== Input ==

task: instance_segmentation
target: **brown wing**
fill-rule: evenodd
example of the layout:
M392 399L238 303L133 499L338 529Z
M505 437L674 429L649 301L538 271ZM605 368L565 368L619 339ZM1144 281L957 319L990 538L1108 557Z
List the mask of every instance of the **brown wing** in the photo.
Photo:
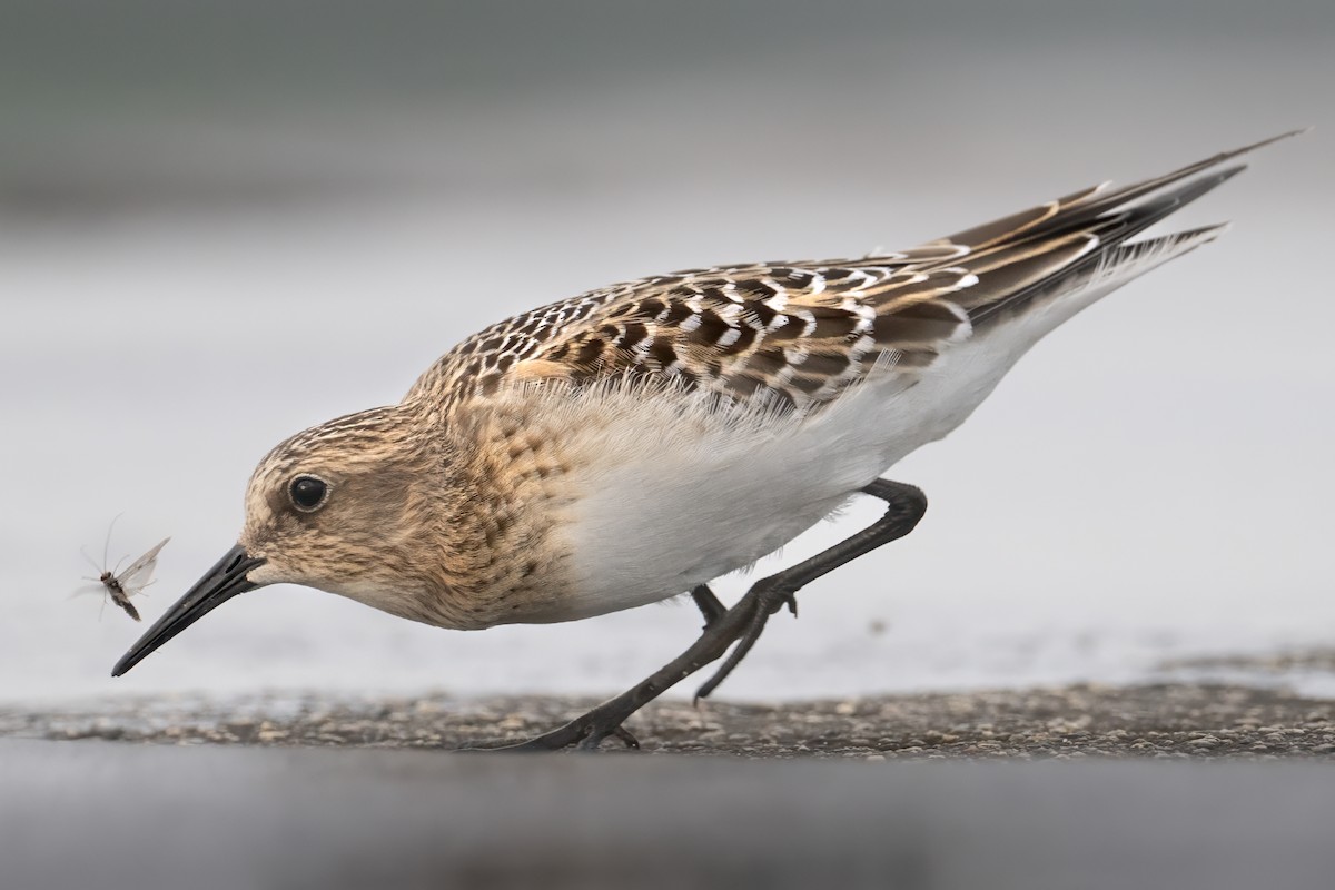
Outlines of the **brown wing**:
M1125 188L1087 188L898 254L690 270L590 291L469 338L410 398L625 378L805 407L873 367L908 383L948 343L1117 259L1127 239L1242 167L1199 173L1270 141Z

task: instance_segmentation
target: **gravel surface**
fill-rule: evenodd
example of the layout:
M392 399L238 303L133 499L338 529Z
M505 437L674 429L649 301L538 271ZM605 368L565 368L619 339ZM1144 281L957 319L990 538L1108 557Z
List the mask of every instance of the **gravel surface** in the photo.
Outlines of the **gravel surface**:
M522 739L594 701L447 695L142 699L0 710L0 735L167 745L441 747ZM784 705L668 701L629 729L643 753L753 758L1331 758L1335 702L1211 685L893 695ZM609 739L606 750L619 750Z

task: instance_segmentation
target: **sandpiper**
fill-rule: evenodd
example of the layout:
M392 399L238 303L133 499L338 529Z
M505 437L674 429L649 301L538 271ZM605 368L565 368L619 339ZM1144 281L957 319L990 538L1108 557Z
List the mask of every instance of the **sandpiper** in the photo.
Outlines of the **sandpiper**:
M461 630L689 592L705 630L685 652L522 747L633 743L635 710L732 647L708 695L804 584L912 531L922 492L880 475L959 426L1048 331L1216 238L1223 226L1133 240L1282 137L905 251L657 275L494 324L398 404L274 448L239 543L113 675L266 584ZM710 591L857 494L885 515L730 608Z

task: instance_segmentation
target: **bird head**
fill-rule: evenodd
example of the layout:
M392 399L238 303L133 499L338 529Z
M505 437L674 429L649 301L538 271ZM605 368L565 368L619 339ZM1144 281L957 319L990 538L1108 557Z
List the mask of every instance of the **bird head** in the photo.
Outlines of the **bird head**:
M405 406L374 408L299 432L260 460L246 492L246 524L199 582L116 663L120 677L234 596L276 583L318 587L414 616L429 527L419 494L433 462Z

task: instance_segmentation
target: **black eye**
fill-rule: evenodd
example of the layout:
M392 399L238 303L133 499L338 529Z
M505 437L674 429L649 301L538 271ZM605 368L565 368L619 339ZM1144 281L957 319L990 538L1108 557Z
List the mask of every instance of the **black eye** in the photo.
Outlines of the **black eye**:
M292 484L288 486L287 491L292 496L292 504L298 510L311 512L324 503L324 496L328 495L330 487L323 479L298 476L292 479Z

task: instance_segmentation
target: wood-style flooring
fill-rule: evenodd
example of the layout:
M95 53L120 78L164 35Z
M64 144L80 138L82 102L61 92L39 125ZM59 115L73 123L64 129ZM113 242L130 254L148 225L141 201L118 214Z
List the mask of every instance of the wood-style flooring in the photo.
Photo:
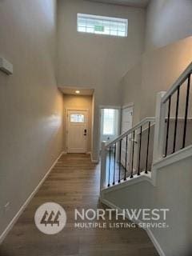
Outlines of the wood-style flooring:
M0 246L1 256L155 256L146 233L139 228L76 229L74 210L103 208L98 202L99 165L86 154L64 154ZM54 202L66 211L66 227L46 235L34 216L42 203ZM127 222L127 221L126 221Z

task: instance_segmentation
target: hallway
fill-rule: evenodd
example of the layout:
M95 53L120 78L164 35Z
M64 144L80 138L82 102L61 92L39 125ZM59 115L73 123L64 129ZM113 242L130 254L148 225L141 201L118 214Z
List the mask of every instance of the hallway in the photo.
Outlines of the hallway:
M74 210L99 205L99 165L86 154L63 154L0 246L1 256L155 256L146 233L132 229L75 229ZM36 228L34 215L42 203L54 202L66 211L66 226L55 235ZM79 221L80 222L80 221Z

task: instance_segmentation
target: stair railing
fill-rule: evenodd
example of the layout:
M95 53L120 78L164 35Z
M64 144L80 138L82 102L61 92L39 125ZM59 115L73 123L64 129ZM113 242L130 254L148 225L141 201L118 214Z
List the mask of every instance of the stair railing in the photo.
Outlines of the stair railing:
M146 118L111 142L102 142L101 190L150 171L154 122Z
M192 117L192 113L190 113L190 100L192 93L190 92L191 73L192 62L162 97L160 105L162 113L159 123L162 128L159 130L159 136L164 137L164 145L160 152L163 158L184 149L192 142L190 138L191 131L189 126L187 126ZM184 110L182 110L182 106L184 106ZM171 124L174 123L172 129L170 129L170 122ZM178 122L180 122L179 127ZM171 134L173 134L172 138L170 138ZM182 137L182 139L179 137Z

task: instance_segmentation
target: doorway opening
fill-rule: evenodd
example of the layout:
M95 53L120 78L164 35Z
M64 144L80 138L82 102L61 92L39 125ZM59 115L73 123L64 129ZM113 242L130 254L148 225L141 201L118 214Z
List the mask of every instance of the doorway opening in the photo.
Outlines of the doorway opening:
M67 110L67 153L86 153L88 110Z
M103 141L110 142L119 135L120 114L120 109L101 109L100 145Z

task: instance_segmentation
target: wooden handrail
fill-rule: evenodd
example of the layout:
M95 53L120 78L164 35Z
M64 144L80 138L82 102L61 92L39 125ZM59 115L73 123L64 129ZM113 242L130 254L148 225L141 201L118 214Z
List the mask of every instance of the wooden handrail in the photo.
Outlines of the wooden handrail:
M113 144L114 144L115 142L120 141L121 139L122 139L123 138L125 138L126 135L129 135L130 134L132 134L135 130L137 130L138 128L139 128L141 126L143 126L144 124L149 122L155 122L155 118L154 117L150 117L150 118L146 118L144 119L142 119L141 122L139 122L138 123L137 123L137 125L135 125L134 126L133 126L132 128L130 128L130 130L128 130L127 131L126 131L125 133L122 134L121 135L119 135L118 137L117 137L114 140L113 140L111 142L108 143L107 145L106 145L105 149L108 149L110 146L111 146Z
M173 95L173 94L177 90L178 87L186 81L190 73L192 73L192 62L190 63L190 65L182 72L180 77L175 81L173 86L166 91L162 99L162 103L166 102L166 101L169 99L169 97Z

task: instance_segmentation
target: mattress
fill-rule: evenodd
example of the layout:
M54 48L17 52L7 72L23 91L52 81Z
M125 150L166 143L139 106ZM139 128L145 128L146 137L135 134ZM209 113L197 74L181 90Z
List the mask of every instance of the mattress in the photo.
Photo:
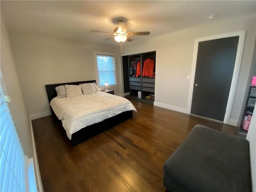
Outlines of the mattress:
M124 98L103 92L70 98L54 98L50 105L66 130L68 138L81 129L123 112L133 110Z

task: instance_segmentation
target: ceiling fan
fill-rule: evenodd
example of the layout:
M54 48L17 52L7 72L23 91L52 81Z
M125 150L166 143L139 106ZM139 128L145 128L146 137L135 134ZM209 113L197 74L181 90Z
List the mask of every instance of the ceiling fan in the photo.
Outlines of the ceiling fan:
M114 23L118 24L118 26L116 27L114 29L114 33L111 33L97 30L92 30L91 32L96 33L109 33L114 35L114 38L116 41L118 42L123 42L127 40L127 41L132 41L131 39L127 38L128 36L133 35L149 35L150 34L149 31L141 32L126 32L124 28L122 27L122 24L126 22L127 20L124 18L117 18L113 19Z

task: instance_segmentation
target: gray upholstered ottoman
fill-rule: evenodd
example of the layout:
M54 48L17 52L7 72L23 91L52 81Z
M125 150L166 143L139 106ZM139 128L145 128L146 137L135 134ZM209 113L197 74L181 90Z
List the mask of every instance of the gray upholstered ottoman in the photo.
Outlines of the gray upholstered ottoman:
M164 166L170 192L251 191L249 142L196 125Z

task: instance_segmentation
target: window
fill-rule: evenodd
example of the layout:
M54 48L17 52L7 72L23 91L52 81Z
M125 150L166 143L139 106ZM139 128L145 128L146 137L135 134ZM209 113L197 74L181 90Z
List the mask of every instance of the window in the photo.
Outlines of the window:
M2 85L0 90L0 191L37 191L33 158L23 153Z
M99 86L104 86L106 82L109 86L116 85L115 54L96 53Z

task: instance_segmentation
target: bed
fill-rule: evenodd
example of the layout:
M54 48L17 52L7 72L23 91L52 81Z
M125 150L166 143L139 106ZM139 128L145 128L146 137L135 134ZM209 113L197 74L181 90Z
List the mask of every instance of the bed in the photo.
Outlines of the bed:
M136 111L126 99L104 92L57 98L56 87L94 82L95 80L45 86L52 114L62 121L73 146L132 117L132 110Z

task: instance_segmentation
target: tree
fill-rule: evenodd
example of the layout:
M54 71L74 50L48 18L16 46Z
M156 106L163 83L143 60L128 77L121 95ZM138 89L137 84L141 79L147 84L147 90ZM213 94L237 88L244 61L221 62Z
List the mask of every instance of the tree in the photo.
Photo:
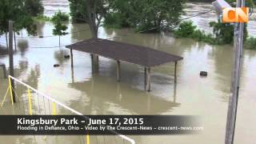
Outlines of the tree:
M67 33L66 32L67 26L63 25L62 22L63 21L68 20L69 18L66 16L65 13L62 13L58 11L57 14L54 15L52 18L52 22L54 24L54 29L53 30L54 35L58 35L58 45L61 46L61 36L66 35Z
M86 15L93 38L98 38L98 30L106 14L106 2L104 0L86 0Z
M25 28L29 34L35 34L36 26L34 23L31 14L27 11L26 6L26 0L1 0L0 34L5 33L7 35L8 22L12 20L14 22L14 31L18 32Z
M25 8L34 17L42 14L44 10L41 0L26 0Z
M74 22L86 22L86 6L85 0L69 0L70 16Z
M110 17L114 16L121 18L112 18L111 22L119 23L121 27L132 26L140 32L159 32L178 24L183 14L185 0L109 0L109 3L105 25L110 24Z

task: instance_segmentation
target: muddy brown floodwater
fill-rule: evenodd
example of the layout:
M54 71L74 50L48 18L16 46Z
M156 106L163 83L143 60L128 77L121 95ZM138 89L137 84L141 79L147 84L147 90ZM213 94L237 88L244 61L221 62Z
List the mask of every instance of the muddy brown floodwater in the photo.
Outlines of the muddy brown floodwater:
M46 14L51 14L56 6L68 11L66 1L60 1L58 5L58 2L49 2L51 1L44 1ZM209 4L204 6L207 7ZM196 3L190 3L190 6L187 10L198 7ZM204 18L197 21L201 26L202 19ZM83 30L89 28L87 25L69 23L67 26L68 31L81 32L62 37L62 46L90 38L90 31ZM38 26L39 35L52 35L51 23L38 22ZM251 34L253 35L254 32ZM174 38L168 34L135 34L130 29L101 27L100 38L146 46L184 58L178 65L176 86L173 77L174 63L167 63L152 69L153 90L146 93L141 66L122 62L122 81L118 83L115 78L115 61L100 57L99 72L92 74L90 55L74 51L72 73L70 59L63 58L69 54L68 50L64 47L40 48L58 46L58 37L28 38L25 31L22 31L22 36L18 38L18 50L14 55L15 77L84 114L198 115L204 126L199 134L130 136L137 143L224 143L232 46L211 46L191 39ZM5 42L5 39L1 37L0 42ZM8 66L8 55L4 48L1 49L0 54L0 62ZM56 63L60 66L54 68L53 65ZM208 71L208 77L200 78L201 70ZM7 89L7 81L2 74L0 70L1 99ZM254 144L256 142L255 85L256 51L245 50L234 138L236 144ZM26 92L23 93L21 97L26 96ZM12 107L7 99L0 109L0 114L18 114L18 106ZM65 113L62 109L58 109L58 112ZM44 136L0 136L0 143L82 143L82 136L78 138L76 136L48 136L46 140L44 139ZM102 139L97 142L104 143ZM114 142L109 139L106 143Z

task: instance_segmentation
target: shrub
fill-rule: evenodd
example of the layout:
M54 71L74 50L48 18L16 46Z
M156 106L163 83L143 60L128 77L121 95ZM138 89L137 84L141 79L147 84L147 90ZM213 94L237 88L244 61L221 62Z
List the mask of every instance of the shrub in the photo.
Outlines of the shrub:
M70 19L69 14L66 13L62 13L60 10L58 11L58 13L55 13L53 18L51 18L51 21L53 22L56 22L58 21L64 22L68 21Z
M121 29L123 25L123 17L120 13L109 13L105 16L103 26L107 28Z
M256 50L256 38L255 37L250 37L245 42L244 46L245 46L246 49Z
M191 38L197 26L193 25L192 21L183 22L179 24L177 30L174 31L176 38ZM197 34L199 34L197 32Z

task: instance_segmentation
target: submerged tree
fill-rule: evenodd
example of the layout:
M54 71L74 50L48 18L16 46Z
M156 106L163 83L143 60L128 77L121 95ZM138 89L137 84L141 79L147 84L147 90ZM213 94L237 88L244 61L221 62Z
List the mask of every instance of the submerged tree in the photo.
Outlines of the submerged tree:
M14 21L14 31L18 32L25 28L29 34L35 34L36 26L34 23L32 14L26 9L26 1L27 0L1 0L0 34L6 34L6 38L8 33L9 20Z
M110 0L105 25L118 23L139 32L159 32L178 24L184 4L185 0Z
M61 45L61 36L66 35L67 33L66 32L67 26L63 25L62 22L64 21L69 20L68 15L65 13L62 13L58 11L56 13L52 18L52 22L54 24L54 29L53 30L54 35L58 35L58 45Z
M72 19L86 19L93 33L98 30L102 18L104 26L108 27L134 27L140 32L158 32L178 24L185 4L185 0L69 1ZM80 1L82 2L76 3Z
M26 0L25 7L27 13L34 17L42 14L44 10L41 0Z

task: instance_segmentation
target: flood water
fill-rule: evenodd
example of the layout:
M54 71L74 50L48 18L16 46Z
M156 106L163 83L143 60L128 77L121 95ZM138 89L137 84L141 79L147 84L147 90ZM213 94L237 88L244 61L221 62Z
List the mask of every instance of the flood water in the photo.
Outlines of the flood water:
M43 1L46 14L58 9L68 12L68 2ZM186 11L209 10L210 4L189 3ZM202 29L214 20L214 14L192 20ZM185 16L184 16L185 17ZM254 22L252 22L252 23ZM90 38L86 24L67 24L67 34L61 38L66 46ZM206 27L204 27L206 26ZM249 25L254 35L255 25ZM38 22L39 35L52 35L53 25ZM81 31L78 33L77 31ZM91 74L90 55L74 51L74 70L64 58L69 50L58 46L58 37L18 38L14 55L15 77L84 114L178 114L198 115L204 130L193 135L130 136L138 144L216 144L224 143L227 106L232 70L232 46L211 46L192 39L174 38L163 34L135 34L131 29L99 30L99 38L149 46L184 58L178 64L178 82L174 83L174 63L152 69L152 92L144 91L143 67L121 62L121 82L116 82L116 62L99 58L99 71ZM21 37L21 35L19 35ZM5 42L1 37L0 42ZM49 48L43 48L49 47ZM0 62L9 66L8 55L1 49ZM59 64L59 67L54 67ZM201 78L201 70L208 77ZM256 142L256 51L245 50L242 58L240 97L234 143ZM0 70L0 99L7 89L7 80ZM24 94L26 91L23 91ZM24 96L24 95L22 95ZM1 114L18 114L19 105L11 106L10 99L0 108ZM65 113L59 108L58 114ZM75 136L0 136L0 143L81 143ZM93 143L93 142L92 142ZM96 142L95 142L96 143ZM103 142L99 142L103 143ZM106 142L114 143L114 142Z

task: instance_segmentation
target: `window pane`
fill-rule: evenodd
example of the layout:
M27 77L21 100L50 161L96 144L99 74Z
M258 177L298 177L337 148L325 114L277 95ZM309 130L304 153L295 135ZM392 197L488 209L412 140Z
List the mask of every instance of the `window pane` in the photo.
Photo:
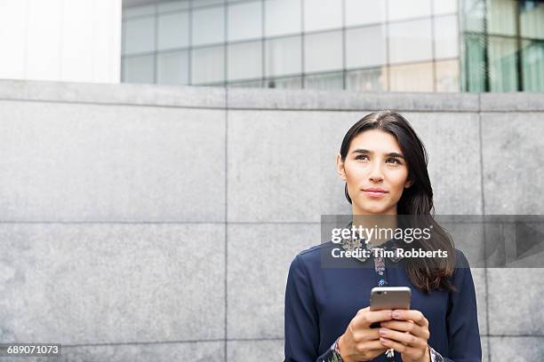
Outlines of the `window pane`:
M346 87L351 90L386 91L388 72L385 67L352 70L347 73Z
M267 88L281 88L300 90L302 89L302 78L300 76L290 78L274 78L266 82Z
M386 0L346 0L346 25L376 24L386 19Z
M124 22L124 53L155 50L155 18L129 19Z
M485 54L483 35L466 35L463 90L485 91Z
M300 0L266 0L265 36L300 33Z
M489 39L489 77L491 91L516 91L516 43L514 39Z
M435 18L435 58L455 58L459 54L457 15Z
M193 45L225 41L225 8L204 8L193 12Z
M433 64L419 63L391 67L392 91L433 91Z
M267 77L302 73L300 36L267 40L265 46Z
M524 41L524 90L544 91L544 42Z
M341 1L304 0L304 31L330 29L341 26Z
M341 90L344 88L342 73L307 75L304 88L311 90Z
M225 47L193 49L191 57L191 83L225 81Z
M154 74L153 55L127 57L123 59L123 82L152 83Z
M430 20L389 24L389 36L391 63L432 59Z
M430 16L430 0L389 0L389 20Z
M193 0L193 7L215 5L218 4L223 4L223 0Z
M261 42L228 45L228 81L262 76Z
M332 31L308 35L304 40L304 71L342 68L342 33Z
M516 35L516 2L493 0L487 4L488 32L507 35Z
M459 60L437 61L436 91L459 91Z
M262 81L236 82L227 84L230 88L262 88Z
M188 51L157 54L156 83L160 84L188 83Z
M188 10L189 8L188 5L188 0L168 1L157 4L159 12Z
M260 2L228 5L228 41L262 36Z
M346 67L380 66L387 63L385 27L346 30Z
M457 0L433 0L433 13L436 15L457 12Z
M155 14L155 5L134 6L123 9L123 18Z
M162 14L158 19L158 50L188 46L188 13Z
M544 2L524 1L520 4L522 36L544 39Z
M484 32L484 0L461 0L463 6L463 28L468 31Z

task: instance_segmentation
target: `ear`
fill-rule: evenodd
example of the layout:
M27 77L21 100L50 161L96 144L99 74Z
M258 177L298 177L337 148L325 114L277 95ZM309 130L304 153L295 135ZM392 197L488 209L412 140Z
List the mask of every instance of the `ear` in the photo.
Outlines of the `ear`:
M336 155L336 171L340 175L342 180L346 181L346 171L344 170L344 161L342 156L338 153Z

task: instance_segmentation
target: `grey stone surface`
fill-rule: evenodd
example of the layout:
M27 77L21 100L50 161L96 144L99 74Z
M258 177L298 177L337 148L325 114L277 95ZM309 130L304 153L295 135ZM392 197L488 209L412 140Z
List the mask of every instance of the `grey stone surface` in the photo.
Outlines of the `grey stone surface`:
M489 268L490 334L544 334L544 269Z
M0 219L224 221L224 115L0 101Z
M66 346L61 356L2 358L1 362L171 362L225 360L225 342L195 342L114 345Z
M222 87L0 80L0 99L224 108Z
M331 208L332 202L350 211L335 157L343 134L361 116L229 111L228 221L319 222L322 214L340 209ZM332 202L324 197L331 193L338 197Z
M228 225L228 338L283 338L287 273L318 224ZM243 360L243 359L241 359Z
M228 220L317 222L351 212L335 157L368 113L229 111ZM429 153L436 213L481 214L477 114L404 114Z
M224 229L2 224L0 341L224 338Z
M436 214L482 214L477 114L403 114L427 149Z
M485 334L489 331L487 326L487 305L486 305L486 290L485 290L485 269L484 268L470 268L472 280L476 295L476 307L478 312L478 330L480 334Z
M229 341L228 342L227 356L228 362L283 361L285 358L284 341Z
M485 214L542 214L543 137L540 113L482 114Z
M533 362L544 358L544 337L489 337L492 362Z
M480 97L484 112L544 111L544 93L481 93Z
M230 109L454 111L478 110L470 93L367 93L352 90L228 89Z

===

**Given request**
How many lines of the records above contain the string "hallway", with case counting? Reply with the number alone.

**Result of this task**
3